Palitzsch' Interesse an diesem Werk dürfte groß gewesen sein, sollte er davon Kenntnis erhalten haben. Möglich wäre es immerhin gewesen, zeugte doch seine umfangreiche Bibliothek wissenschaftlicher Bücher von großem Wissensdrang. Wenn aber nicht, dann wäre ihm die bedeutendste Theorie über die Entstehung des Sonnensystems und der anderen Himmelskörper seiner Zeit entgangen.
Was ist an Kants Schrift so außerordentlich?
Anknüpfend an R. Descartes (1596-1650) Wirbeltheorie und an 1750 veröffentlichte Gedanken über den Bau des Alls und die Milchstraße von Th. Wright, erarbeitete Kant unter Anwendung der
Gravitationstheorie I. Newtons (1643-1727) eine Theorie über die Entwicklung der Himmelskörper, welche die bis dahin im wesentlichen unangetastet gebliebenen Auffassungen von der Unveränderlichkeit der
Himmelssphären überwand. Kant widersprach damit dem religiösen Dogma seiner Zeit, wonach der Zustand des Universums seit seiner göttlichen Erschaffung unverändert und unveränderlich sei, obwohl die Entdeckungen von Novae 1572 und 1604 und Berechnungen der Bahn des Kometen von 1577 längst erste Zweifel hatten aufkommen lassen.

☆ ☆ ☆ ☆ ☆ ☆ ☆

**AUFGABE**:
Wessen Gravitationstheorie wandte Kant laut dem Ausgangstext an? Bitte antworten Sie in einem Satz.

☆ ☆ ☆ ☆ ☆ ☆ ☆

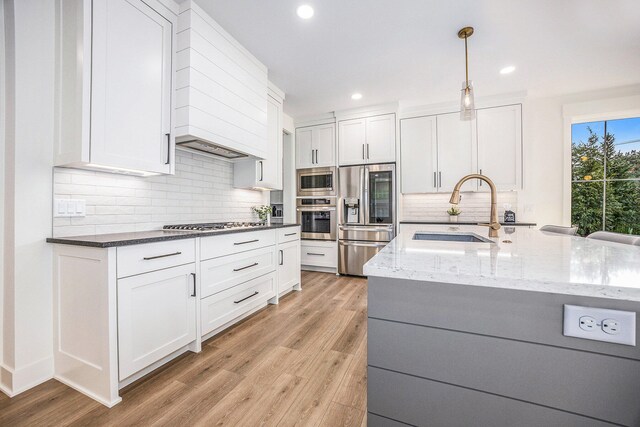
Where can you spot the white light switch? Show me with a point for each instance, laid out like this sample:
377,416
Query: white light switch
600,324
65,208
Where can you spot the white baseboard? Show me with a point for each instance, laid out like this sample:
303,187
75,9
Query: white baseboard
86,392
16,381
319,269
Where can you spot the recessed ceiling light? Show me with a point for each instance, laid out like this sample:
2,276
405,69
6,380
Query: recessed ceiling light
305,11
508,70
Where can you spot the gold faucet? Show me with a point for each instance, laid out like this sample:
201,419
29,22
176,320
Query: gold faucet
493,225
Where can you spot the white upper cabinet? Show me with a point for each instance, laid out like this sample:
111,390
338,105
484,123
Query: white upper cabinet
500,146
115,86
367,140
265,173
221,88
352,140
456,151
316,146
418,155
437,151
381,139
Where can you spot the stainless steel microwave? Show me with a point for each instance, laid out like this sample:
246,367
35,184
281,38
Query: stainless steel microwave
317,182
317,218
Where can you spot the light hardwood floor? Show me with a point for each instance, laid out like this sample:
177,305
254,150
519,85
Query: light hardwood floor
302,362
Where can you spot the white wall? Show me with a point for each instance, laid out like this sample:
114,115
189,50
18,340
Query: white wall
546,153
27,350
475,207
289,171
200,191
3,109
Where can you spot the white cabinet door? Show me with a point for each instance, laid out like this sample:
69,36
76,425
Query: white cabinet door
272,165
156,316
266,173
381,139
288,265
418,155
352,138
305,156
500,146
131,87
324,144
456,152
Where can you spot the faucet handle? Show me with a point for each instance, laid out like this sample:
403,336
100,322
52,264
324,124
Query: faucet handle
493,225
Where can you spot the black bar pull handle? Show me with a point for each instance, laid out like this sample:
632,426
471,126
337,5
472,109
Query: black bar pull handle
148,258
244,268
168,135
246,298
248,241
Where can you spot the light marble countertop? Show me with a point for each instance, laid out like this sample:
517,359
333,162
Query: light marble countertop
533,261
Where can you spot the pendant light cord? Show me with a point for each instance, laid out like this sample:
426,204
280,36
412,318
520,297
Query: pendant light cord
466,63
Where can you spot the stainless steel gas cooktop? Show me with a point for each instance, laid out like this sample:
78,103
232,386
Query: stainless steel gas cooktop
213,226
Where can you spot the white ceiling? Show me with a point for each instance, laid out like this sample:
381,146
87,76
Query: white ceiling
409,49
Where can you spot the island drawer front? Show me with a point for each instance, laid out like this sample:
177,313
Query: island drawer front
221,308
137,259
540,374
421,402
505,313
222,273
319,256
288,234
227,244
374,420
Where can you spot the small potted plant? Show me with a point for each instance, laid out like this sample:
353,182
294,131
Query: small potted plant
453,213
264,212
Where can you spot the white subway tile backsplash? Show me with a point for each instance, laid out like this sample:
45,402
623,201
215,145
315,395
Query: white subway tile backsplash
200,191
475,207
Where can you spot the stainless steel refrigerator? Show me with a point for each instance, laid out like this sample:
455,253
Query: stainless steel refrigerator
366,214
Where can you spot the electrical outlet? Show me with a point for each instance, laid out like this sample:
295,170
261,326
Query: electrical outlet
600,324
65,208
587,323
611,326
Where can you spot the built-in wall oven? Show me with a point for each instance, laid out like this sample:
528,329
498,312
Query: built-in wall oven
314,182
317,217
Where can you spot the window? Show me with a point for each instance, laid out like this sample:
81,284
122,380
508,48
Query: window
605,180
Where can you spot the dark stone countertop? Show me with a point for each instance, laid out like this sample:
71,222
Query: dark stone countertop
506,224
140,237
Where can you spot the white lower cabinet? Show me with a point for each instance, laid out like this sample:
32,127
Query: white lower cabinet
156,316
226,272
223,307
288,266
121,312
319,253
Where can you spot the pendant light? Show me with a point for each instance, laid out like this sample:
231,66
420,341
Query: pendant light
467,105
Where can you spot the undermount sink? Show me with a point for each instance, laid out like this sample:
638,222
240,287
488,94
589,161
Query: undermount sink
451,237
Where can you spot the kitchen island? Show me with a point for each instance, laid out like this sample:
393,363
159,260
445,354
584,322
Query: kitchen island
471,333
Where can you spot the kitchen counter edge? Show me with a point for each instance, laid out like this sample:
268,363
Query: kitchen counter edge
142,237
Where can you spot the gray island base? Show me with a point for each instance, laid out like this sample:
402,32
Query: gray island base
451,354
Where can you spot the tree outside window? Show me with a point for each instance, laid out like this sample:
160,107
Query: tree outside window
605,181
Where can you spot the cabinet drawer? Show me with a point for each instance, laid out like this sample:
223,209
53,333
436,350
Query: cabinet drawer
225,306
222,273
227,244
319,256
154,256
288,234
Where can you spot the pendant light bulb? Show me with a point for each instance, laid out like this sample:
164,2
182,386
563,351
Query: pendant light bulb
467,104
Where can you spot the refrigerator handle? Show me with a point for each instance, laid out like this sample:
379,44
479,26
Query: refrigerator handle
365,195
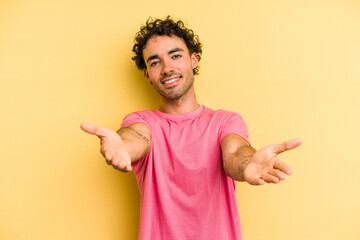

☆ ☆ ☆ ☆ ☆ ☆ ☆

**ANTWORT**:
Kant wandte die Gravitationstheorie I. Newtons an.